→ TEXTE PROPOSÉ:
------------------------

Ils sont fermiers, chômeurs, ex-policiers, coiffeurs, garagistes souvent anciens combattants. Ces hommes et plus rarement ces femmes se sont constitués en groupes paramilitaires prêts à combattre pour des causes qui bien souvent semblent d’inspiration paranoïaque. Ils font partie de ce qu’on appelle aux États-Unis le mouvement milicien.
Sa nature a évolué mais le phénomène n’est pas nouveau. Dès la guerre d’indépendance on trouve des miliciens. Dans la région de Concord, par exemple Les Minutemen du Massachussetts ne faisaient pas partie des troupes régulières de la colonie.
Ces citoyens devaient s’armer eux-mêmes et avaient fait serment d’être prêts à combattre sans délai en cas d’agression (1). Ils s’illustrèrent entre autres en 1774 dans la bataille de Lexington et Concord, premier affrontement qui opposa les habitants des 13 colonies aux troupes britanniques qui venaient mater la rébellion …
Obsession identitaire
Cette référence historique n’est pas anodine. Elle explique en partie un aspect de la mythologie des miliciens et de celle de leurs sympathisants, qui se plaisent à fonder leur légitimité sur la grande tradition patriotique révolutionnaire américaine. La lutte contre l’autorité devient rébellion contre l’oppression. L’obsession identitaire devient autodéfense contre la menace de l’autre, de l’étranger.
Dans les années soixante d’ailleurs, un militant de droite, Robert De Pugh obsédé par la crainte d’une insurrection communiste, utilisa le terme « Minutemen » pour son organisation dont les membres étaient appelés à stocker des armes en vue d’une contre-révolution.

------------------------

→ DONNÉES FOURNIES:

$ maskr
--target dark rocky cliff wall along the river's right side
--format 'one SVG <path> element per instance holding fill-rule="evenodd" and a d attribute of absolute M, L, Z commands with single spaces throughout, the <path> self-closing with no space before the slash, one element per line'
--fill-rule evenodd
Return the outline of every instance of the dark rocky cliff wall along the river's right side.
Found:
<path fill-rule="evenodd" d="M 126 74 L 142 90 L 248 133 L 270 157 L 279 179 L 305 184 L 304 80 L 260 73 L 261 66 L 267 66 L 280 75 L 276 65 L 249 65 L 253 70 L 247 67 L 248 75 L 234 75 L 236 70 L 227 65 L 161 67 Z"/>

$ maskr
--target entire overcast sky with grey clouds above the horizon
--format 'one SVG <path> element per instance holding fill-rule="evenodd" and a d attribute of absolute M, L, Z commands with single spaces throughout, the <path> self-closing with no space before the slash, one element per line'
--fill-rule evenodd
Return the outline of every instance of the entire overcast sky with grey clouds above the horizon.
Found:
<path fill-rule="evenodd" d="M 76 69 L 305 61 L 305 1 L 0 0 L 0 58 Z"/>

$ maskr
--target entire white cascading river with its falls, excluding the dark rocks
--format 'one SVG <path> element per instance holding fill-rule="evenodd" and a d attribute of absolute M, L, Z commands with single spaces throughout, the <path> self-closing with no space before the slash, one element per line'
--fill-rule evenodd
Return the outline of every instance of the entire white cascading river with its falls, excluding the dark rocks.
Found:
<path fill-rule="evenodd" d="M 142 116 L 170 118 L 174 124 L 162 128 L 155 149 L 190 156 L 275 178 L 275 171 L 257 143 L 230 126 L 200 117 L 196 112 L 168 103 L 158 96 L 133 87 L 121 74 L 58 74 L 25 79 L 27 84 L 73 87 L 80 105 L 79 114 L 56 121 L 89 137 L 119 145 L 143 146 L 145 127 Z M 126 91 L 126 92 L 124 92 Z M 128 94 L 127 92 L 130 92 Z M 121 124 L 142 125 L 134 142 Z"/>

------------------------

→ TÂCHE À ACCOMPLIR: Poursuivez le texte sur le mouvement milicien aux États-Unis après sa dernière phrase. Les données n'ont aucun rapport avec le texte.

→ RÉSULTAT ATTENDU:
Plus tard encore, au début des années 2000, Cris Simcox créa le Minuteman Civil Defense Corps pour lutter contre l’immigration clandestine mexicaine. Ses patrouilles armées surveillaient la frontière pour pallier, disaient-ils , les politiques laxistes d’Obama et Biden.
En dehors de leur référence historique commune rien ne caractérise particulièrement ces deux milices par rapport aux dizaines d’autres qui forment cette galaxie protéiforme que le FBI a baptisée « le mouvement milicien ».
On oublie parfois que le second amendement de la Constitution qui garantit aux citoyens le droit de porter des armes le fait explicitement dans le but de former des milices citoyennes celles-ci étant nécessaires selon les pères fondateurs, à la sécurité d’un État libre.
En joue avec un Kalachnikov
Les temps ont peut-être changé mais pas le deuxième amendement.
Le premier quant à lui, garantit la liberté de parole et la liberté d’expression politique et religieuse. Il forme avec le second un dangereux cocktail.
Il peut en effet s’avérer assez délicat, en cas de polémique, de s’inscrire en dissidences face aux arguments d’un opposant qui vous tient négligemment en joue avec un Kalachnikov.
Ces deux amendements semblent en quelque sorte garantir dans les faits, un droit d’intimidation, qui éclaire l’aspect légal des spectaculaires exhibitions d’armes de guerre lors de manifestations ces dernières années.
De nombreuses milices se disent constitutionalistes c’est-à-dire respectueuses de la légalité constitutionnelle (2). Elles se considèrent comme des organisations communautaires prêtes à intervenir en cas de catastrophes naturelles … ou politiques…
Elles se veulent garantes des droits individuels protégés par la Constitution et s’entraînent au maniement des armes comme à une sorte de divertissement sportif qui peut devenir utile en cas de défaillance ou de trahison par les autorités … Les animateurs de ces milices affectent de porter une révérence quasi religieuse aux intentions des pères fondateurs, qui font l’objet de multiples exégèses. (3)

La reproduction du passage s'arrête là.